SELECTED EXCERPT START
LC, this is an early example of Heinz sauce bottle (1874-76). 
 It looks to be aqua which makes it rarer than the clear examples from the same mold.
 These were made during the time when Heinz & Noble went bankrupt and Heinz's brother and cousin ran the business.
 Stinger


----------



## appliedlips (Jul 8, 2007)

Stinger,Thanks for your information.You say it is hard to imagine the W&R wasn't pontilled,most bottles in a privy used in the 1860's aren't.You also mention a pontilled Wichert's(is it a Chicago bottle?).The reason I ask is I am a firm believer that almost all bottles in the 1860's are smoothbased.You also mention them starting business in 1867 and Heinz started in 1969.Henry Heinz would have only been 16 at the time I believe pontils quit being used,especially in Pittsburgh and Louisville.I know there are bad sources out there that say different but the facts don't show it.I am always looking to learn and argue points for this purpose only.You have a ton of knowledge when it comes to bottles so I like discussing these topics with you and mean no disrespect.I don't want to get this great thread off track so I am creating another on the pontil date issue.Doug


----------



## LC (Jul 8, 2007)

Yes, it is indeed common, but I like this sample jar. I think I have a larger one somewhere, thanks for the history on it, Lou


----------



## LC (Jul 8, 2007)
SELECTED EXCERPT END
SOURCE DATA START
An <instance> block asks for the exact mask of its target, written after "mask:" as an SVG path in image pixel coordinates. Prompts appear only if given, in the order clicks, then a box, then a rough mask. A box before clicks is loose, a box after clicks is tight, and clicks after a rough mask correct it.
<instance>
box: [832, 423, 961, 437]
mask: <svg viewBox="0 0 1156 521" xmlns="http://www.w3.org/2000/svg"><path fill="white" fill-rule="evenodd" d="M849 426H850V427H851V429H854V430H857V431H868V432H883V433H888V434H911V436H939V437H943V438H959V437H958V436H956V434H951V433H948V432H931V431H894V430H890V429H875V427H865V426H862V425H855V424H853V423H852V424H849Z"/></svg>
SOURCE DATA END
_WHAT YOU SHOULD DO_
Copy the Heinz bottle thread again, beginning at "These were made" and ending after "appliedlips (Jul 8, 2007)", and swap "bankrupt" for "insolvent" throughout.

_RESPONSE TO THE EXERCISE_
These were made during the time when Heinz & Noble went insolvent and Heinz's brother and cousin ran the business.
 Stinger


----------



## appliedlips (Jul 8, 2007)